# Set exercise 1
In the Athena text below, what must be true of the output S3 path when the UNLOAD approach is used?
* Start Provided text *
6 - Amazon Athena¶
Wrangler has three ways to run queries on Athena and fetch the result as a DataFrame:
ctas_approach=True (Default)
Wraps the query with a CTAS and then reads the table data as parquet directly from s3.
PROS
:Faster for mid and big result sizes.
Can handle some level of nested types.
CONS
:Requires create/delete table permissions on Glue.
Does not support timestamp with time zone
Does not support columns with repeated names.
Does not support columns with undefined data types.
A temporary table will be created and then deleted immediately.
Does not support custom data_source/catalog_id.
unload_approach=True and ctas_approach=False
Does an UNLOAD query on Athena and parse the Parquet result on s3.
PROS
:Faster for mid and big result sizes.
Can handle some level of nested types.
Does not modify Glue Data Catalog.
CONS
:Output S3 path must be empty.
* End Provided text *
* Start Available data *
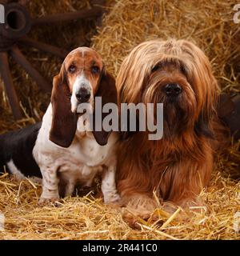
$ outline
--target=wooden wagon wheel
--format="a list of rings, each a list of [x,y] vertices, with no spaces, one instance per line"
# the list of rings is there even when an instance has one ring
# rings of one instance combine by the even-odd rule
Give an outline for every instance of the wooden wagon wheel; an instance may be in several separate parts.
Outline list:
[[[104,1],[93,1],[93,4],[98,5],[94,6],[92,9],[31,18],[26,8],[27,2],[28,0],[0,0],[5,9],[5,23],[0,24],[0,73],[15,119],[22,118],[22,114],[10,74],[8,54],[26,70],[43,91],[50,91],[51,85],[27,61],[19,50],[18,44],[28,45],[64,58],[66,54],[65,50],[34,41],[28,38],[27,34],[37,26],[51,26],[58,22],[100,17],[102,14],[101,6],[104,3]]]

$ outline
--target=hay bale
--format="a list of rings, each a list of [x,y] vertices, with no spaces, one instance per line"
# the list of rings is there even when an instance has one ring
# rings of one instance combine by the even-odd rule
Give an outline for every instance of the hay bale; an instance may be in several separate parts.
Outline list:
[[[210,58],[224,91],[240,91],[240,26],[233,0],[122,0],[110,8],[93,47],[117,75],[123,58],[142,42],[170,38],[195,42]]]
[[[89,0],[37,0],[29,1],[26,8],[31,17],[38,18],[47,14],[90,8],[90,4]],[[34,27],[28,36],[37,41],[70,50],[78,46],[90,46],[90,38],[96,33],[95,23],[94,19],[90,18],[48,26],[39,26]],[[59,71],[61,58],[28,46],[20,49],[33,66],[51,83],[53,77]],[[11,58],[10,58],[10,66],[18,99],[26,111],[26,120],[18,123],[14,122],[5,91],[2,90],[2,82],[0,79],[0,133],[39,121],[50,102],[50,94],[42,92],[35,81]]]

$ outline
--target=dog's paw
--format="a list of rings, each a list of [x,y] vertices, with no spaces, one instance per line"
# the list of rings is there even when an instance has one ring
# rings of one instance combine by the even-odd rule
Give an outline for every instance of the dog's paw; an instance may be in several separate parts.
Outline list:
[[[39,201],[38,201],[38,205],[41,206],[44,206],[46,205],[50,205],[51,203],[58,203],[58,201],[59,200],[59,197],[54,197],[54,198],[43,198],[41,197]]]
[[[120,202],[120,196],[118,194],[110,194],[104,197],[104,203],[106,204],[118,204]]]
[[[130,227],[135,230],[140,230],[141,225],[149,226],[154,223],[155,225],[162,226],[163,223],[161,216],[155,212],[147,210],[144,210],[143,212],[130,212],[127,208],[123,210],[122,219]]]

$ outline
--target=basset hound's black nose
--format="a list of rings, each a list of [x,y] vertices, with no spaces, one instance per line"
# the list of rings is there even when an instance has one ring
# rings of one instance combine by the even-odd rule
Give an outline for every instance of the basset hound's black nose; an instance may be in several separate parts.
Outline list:
[[[75,96],[79,102],[86,102],[90,98],[90,92],[86,88],[80,88]]]

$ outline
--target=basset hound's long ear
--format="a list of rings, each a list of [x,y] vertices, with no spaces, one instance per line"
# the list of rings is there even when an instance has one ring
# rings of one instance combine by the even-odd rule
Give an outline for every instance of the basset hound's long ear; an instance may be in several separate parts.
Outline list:
[[[69,147],[77,129],[77,115],[71,112],[70,91],[68,86],[64,66],[54,78],[51,95],[52,125],[50,140],[54,143]]]
[[[95,98],[96,97],[102,97],[102,107],[106,103],[115,103],[116,105],[118,103],[118,94],[117,94],[117,88],[115,86],[115,78],[112,75],[110,75],[108,72],[106,72],[105,70],[102,71],[98,89],[95,94]],[[102,131],[96,131],[95,130],[95,111],[94,113],[93,134],[95,138],[95,140],[101,146],[104,146],[107,143],[108,138],[111,133],[111,131],[108,132],[108,131],[103,130],[103,127],[102,127],[102,121],[105,118],[105,117],[107,115],[108,115],[108,113],[102,112]]]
* End Available data *
# Set exercise 2
From the listing above, extract every line that contains the word "wheel".

# Task response 1
It must be empty.

# Task response 2
--target=wooden wagon wheel
Give an outline for every instance of the wooden wagon wheel; an instance may be in several separate parts.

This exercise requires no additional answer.